_Article_
- Born: January 21, 1955 (age 70) Titu, Dâmbovița County, Romania
- Genres: Lăutărească music, Music of Romania
- Instrument: Cimbalom
- Labels: Electrecord
- Website: www.ionmiu.ro

= Ion Miu =

Romanian cimbalom player (born 1955)

Ion Miu (born 21 January 1955) is a virtuoso cimbalom player, performing both Romanian folk music and pieces from the classical repertoire.

==Biography==
Miu was born in 1955 into a musical family in the town of Titu, in Dâmbovița County, Romania. His grandfather Alexandru was a violinist, and his father played the cimbalom. So it was that the four-year-old Ion started to play the cimbalom with his father and by the age of six or seven he was already playing at weddings and bringing home money for the family.

When he was eight years old he played traditional ballads in public in the Lenin Culture House under conductor Traian Tarcola, and over the next two years he toured Europe, playing to packed concert halls in France, Italy, Austria and Germany and acclaimed a child prodigy. In 1966 he played as soloist with the Communist Youth Union orchestra under the baton of the great conductor Ionel Budișteanu. In 1969 he joined the Perinița ensemble, a famous Romanian folk ensemble.

_Data extract_
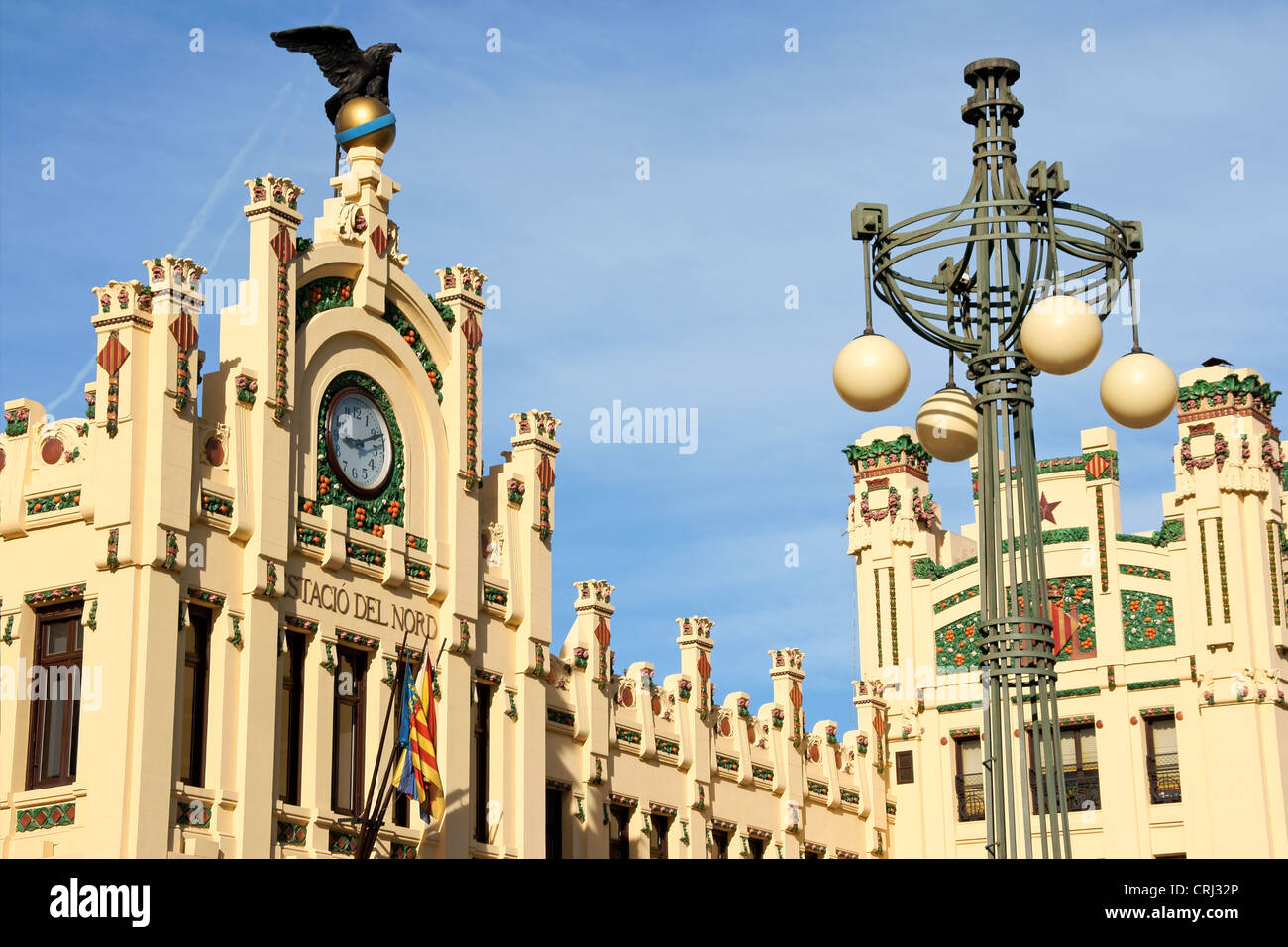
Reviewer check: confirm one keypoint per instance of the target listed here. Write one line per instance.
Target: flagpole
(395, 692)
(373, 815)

==

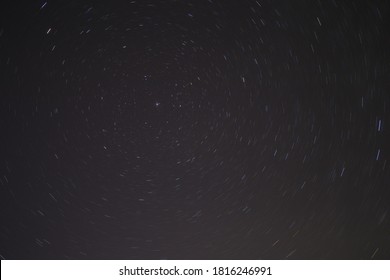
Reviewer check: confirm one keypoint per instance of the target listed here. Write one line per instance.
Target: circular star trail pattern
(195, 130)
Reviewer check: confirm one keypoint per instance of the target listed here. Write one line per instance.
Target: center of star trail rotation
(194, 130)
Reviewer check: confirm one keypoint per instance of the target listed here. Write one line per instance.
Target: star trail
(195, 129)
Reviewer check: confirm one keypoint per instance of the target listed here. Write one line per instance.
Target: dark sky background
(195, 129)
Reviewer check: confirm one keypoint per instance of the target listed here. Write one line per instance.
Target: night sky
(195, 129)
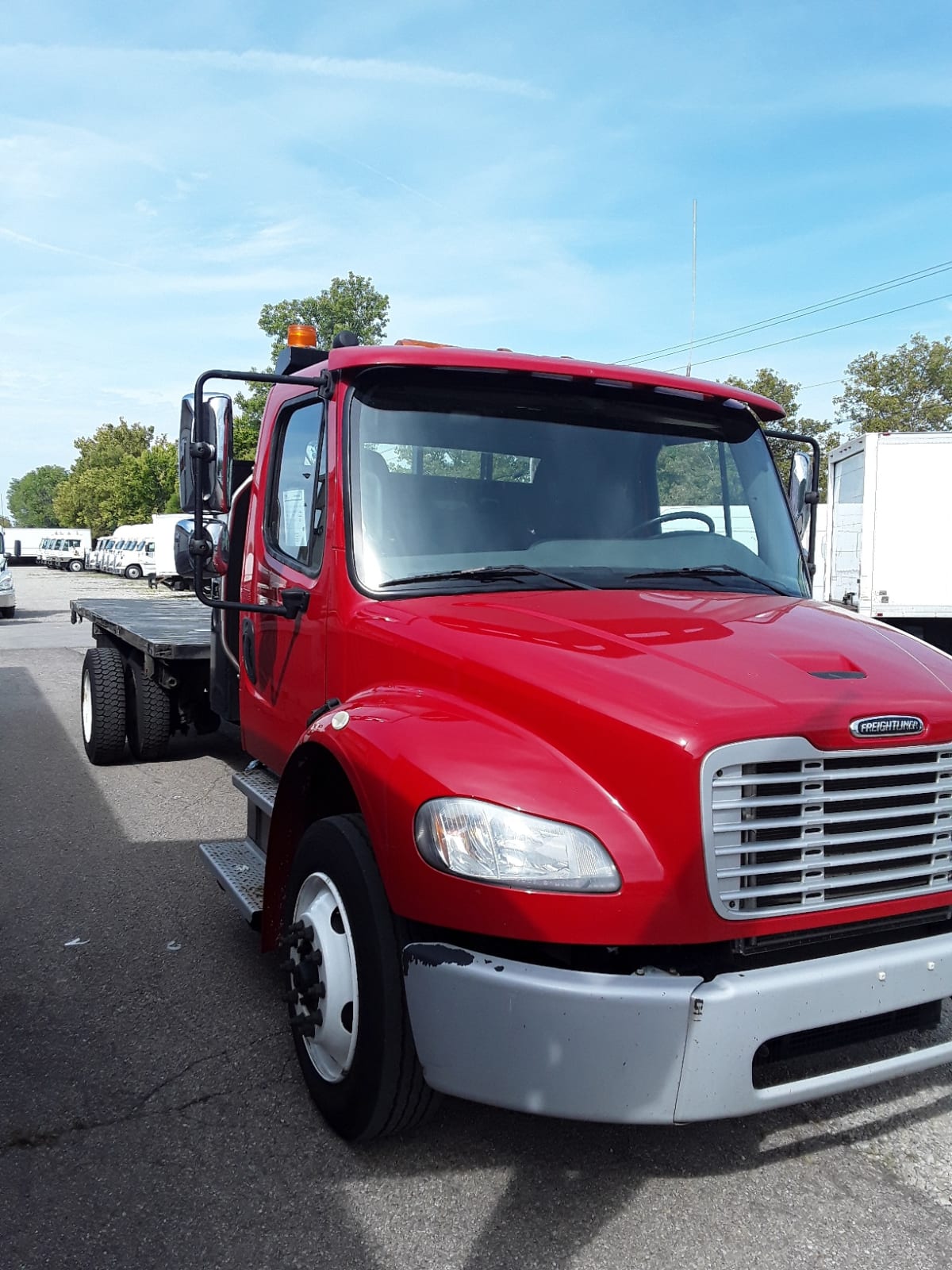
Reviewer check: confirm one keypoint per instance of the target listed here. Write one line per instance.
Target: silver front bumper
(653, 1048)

_Exercise objective_
Duplicate the stretch of the Ion Miu article from "Ion Miu (born" through "for the family.", keeping every word and punctuation mark unchanged.

_Output of the exercise_
Ion Miu (born 21 January 1955) is a virtuoso cimbalom player, performing both Romanian folk music and pieces from the classical repertoire.

==Biography==
Miu was born in 1955 into a musical family in the town of Titu, in Dâmbovița County, Romania. His grandfather Alexandru was a violinist, and his father played the cimbalom. So it was that the four-year-old Ion started to play the cimbalom with his father and by the age of six or seven he was already playing at weddings and bringing home money for the family.